▸ Short problem
Return the line containing "subject: <item>horse</item>" and all lines after it exactly; stop at the end of the material.

--------------------------------

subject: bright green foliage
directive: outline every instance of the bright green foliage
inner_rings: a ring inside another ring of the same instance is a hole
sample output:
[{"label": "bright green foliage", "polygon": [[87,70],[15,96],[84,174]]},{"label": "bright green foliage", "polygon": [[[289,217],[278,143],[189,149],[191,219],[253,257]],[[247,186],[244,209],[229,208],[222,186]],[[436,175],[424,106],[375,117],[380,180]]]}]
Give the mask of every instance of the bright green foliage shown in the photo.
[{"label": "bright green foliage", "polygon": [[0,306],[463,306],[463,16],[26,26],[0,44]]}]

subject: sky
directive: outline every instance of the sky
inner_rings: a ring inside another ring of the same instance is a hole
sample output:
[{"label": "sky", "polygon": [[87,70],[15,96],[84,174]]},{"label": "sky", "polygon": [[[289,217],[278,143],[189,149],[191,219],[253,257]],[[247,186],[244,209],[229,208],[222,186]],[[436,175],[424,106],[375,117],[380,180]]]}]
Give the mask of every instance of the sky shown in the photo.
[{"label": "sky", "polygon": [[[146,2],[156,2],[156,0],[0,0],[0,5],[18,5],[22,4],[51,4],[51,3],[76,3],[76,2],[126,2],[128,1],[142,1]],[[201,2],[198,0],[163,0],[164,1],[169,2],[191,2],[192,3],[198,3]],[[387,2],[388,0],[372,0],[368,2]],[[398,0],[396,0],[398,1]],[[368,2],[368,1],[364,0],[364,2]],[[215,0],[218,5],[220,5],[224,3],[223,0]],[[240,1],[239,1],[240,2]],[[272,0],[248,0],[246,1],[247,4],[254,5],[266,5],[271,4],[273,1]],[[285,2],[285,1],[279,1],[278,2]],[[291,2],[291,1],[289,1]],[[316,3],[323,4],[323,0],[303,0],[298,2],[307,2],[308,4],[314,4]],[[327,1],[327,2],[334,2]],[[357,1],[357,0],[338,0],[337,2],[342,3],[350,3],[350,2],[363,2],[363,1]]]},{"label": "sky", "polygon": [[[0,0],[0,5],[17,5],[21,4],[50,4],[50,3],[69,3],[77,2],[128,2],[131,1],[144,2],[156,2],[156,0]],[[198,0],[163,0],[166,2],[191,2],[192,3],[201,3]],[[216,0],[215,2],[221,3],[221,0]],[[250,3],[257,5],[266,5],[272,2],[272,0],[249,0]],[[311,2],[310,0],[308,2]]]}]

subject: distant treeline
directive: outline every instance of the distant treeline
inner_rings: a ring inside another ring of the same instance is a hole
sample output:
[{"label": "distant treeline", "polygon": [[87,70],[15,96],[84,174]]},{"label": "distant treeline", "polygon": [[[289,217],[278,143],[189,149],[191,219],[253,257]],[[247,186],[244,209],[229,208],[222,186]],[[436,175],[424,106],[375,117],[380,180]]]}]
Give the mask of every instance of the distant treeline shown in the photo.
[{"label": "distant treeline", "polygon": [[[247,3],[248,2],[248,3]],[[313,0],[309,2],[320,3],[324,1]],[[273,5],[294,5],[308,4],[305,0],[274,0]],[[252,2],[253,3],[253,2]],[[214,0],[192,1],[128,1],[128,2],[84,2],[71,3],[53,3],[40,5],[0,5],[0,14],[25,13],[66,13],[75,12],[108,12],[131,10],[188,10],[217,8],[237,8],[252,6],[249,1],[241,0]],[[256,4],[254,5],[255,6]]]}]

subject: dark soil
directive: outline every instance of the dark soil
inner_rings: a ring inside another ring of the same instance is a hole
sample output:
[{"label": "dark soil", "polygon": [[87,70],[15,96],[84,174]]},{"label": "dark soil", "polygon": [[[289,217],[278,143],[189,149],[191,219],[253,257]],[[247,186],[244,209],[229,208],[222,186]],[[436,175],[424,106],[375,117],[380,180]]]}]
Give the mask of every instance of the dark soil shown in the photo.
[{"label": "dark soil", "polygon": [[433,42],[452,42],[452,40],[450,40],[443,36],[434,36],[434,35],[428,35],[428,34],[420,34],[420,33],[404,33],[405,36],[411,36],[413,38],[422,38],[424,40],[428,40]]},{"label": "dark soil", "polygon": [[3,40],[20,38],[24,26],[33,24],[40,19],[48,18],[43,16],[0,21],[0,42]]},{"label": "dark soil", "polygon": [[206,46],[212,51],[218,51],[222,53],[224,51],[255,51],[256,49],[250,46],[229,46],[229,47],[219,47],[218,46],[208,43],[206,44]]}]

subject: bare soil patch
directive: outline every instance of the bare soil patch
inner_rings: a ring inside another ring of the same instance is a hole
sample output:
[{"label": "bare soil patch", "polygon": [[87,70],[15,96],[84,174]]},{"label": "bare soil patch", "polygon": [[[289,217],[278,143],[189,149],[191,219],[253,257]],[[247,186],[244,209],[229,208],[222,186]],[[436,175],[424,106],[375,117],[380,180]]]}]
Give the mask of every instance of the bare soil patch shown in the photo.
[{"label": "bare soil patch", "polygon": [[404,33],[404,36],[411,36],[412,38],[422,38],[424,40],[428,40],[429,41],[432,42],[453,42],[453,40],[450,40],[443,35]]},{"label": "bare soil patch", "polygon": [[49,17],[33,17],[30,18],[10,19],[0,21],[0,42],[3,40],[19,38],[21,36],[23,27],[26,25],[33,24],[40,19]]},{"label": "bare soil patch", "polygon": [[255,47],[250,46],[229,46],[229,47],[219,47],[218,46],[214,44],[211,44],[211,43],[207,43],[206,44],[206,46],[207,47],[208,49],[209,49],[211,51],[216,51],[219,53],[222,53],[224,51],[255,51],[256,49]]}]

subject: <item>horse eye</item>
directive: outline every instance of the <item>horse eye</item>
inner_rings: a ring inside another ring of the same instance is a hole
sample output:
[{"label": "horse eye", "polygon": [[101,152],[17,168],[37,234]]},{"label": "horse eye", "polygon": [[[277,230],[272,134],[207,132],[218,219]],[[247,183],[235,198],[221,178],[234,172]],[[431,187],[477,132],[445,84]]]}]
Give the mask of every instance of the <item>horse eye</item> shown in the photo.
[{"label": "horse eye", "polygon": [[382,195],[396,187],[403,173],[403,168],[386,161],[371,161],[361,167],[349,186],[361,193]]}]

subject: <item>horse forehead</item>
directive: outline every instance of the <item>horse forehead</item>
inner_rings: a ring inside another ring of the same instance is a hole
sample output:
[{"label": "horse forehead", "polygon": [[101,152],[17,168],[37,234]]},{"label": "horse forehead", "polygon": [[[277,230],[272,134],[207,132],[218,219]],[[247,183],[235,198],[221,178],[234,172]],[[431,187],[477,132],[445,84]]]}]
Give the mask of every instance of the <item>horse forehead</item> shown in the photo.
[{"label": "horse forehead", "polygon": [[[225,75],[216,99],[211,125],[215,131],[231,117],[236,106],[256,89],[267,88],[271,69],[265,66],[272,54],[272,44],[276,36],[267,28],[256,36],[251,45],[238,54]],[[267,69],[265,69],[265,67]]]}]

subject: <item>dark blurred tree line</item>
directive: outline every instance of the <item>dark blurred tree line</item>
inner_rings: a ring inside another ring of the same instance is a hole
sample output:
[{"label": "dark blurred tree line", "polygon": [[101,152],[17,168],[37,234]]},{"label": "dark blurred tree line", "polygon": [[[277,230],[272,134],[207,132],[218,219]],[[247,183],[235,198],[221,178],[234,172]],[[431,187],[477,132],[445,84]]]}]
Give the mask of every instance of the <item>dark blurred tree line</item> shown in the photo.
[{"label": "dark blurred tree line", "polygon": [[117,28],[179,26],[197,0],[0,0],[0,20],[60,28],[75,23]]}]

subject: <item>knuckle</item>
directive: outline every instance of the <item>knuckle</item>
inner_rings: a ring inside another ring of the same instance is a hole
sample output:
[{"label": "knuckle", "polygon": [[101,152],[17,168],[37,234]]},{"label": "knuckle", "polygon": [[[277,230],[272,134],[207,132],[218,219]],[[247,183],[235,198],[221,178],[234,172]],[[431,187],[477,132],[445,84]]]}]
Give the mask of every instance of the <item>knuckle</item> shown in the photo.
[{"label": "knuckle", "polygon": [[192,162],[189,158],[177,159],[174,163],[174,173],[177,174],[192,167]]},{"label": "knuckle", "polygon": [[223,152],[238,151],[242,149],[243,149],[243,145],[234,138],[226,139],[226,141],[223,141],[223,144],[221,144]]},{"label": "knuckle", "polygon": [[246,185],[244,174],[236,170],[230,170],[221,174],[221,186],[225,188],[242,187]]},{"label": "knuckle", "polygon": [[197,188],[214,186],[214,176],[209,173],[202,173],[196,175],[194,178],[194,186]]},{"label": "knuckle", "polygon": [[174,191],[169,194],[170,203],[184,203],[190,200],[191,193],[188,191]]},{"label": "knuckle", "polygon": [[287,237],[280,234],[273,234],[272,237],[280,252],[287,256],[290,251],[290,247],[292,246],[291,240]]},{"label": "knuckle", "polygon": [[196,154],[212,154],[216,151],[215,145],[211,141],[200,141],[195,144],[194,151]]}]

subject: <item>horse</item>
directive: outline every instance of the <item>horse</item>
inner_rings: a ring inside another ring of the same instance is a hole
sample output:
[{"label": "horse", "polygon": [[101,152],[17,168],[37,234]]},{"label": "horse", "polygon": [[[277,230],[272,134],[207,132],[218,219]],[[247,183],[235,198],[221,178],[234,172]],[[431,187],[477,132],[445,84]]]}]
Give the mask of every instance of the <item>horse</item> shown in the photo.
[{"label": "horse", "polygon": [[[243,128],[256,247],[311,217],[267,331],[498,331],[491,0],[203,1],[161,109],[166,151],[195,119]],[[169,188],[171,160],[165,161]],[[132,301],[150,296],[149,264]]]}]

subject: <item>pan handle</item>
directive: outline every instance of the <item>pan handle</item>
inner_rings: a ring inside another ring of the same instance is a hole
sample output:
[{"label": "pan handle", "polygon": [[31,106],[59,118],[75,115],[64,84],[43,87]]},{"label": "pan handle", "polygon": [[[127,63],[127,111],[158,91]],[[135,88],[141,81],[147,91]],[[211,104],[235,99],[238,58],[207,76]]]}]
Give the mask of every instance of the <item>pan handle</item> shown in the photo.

--------------------------------

▸ Answer for this exercise
subject: <item>horse</item>
directive: outline every instance of the <item>horse</item>
inner_rings: a ring inside another ring of the same instance is a hole
sample output:
[{"label": "horse", "polygon": [[101,152],[17,168],[37,234]]},{"label": "horse", "polygon": [[[277,230],[272,134],[207,132],[218,219]],[[247,183],[235,198],[221,178],[234,172]],[[431,187],[477,132],[445,84]]]}]
Give the mask of every instance of the <item>horse</item> shown in the photo.
[{"label": "horse", "polygon": [[[243,128],[256,247],[311,217],[267,331],[498,331],[491,0],[203,1],[161,109],[166,151],[195,119]],[[169,188],[171,160],[165,161]],[[132,301],[150,296],[149,264]]]}]

subject: <item>pan handle</item>
directive: outline every instance of the <item>pan handle</item>
inner_rings: a ring inside another ring of the same instance is a hole
sample output:
[{"label": "pan handle", "polygon": [[31,106],[59,118],[75,115],[64,84],[43,87]]},{"label": "pan handle", "polygon": [[[127,63],[127,111],[158,91]],[[135,88],[141,81],[147,91]],[[211,104],[235,99],[238,58],[207,76]]]}]
Give the mask of every instance of the <item>pan handle</item> shown in the photo.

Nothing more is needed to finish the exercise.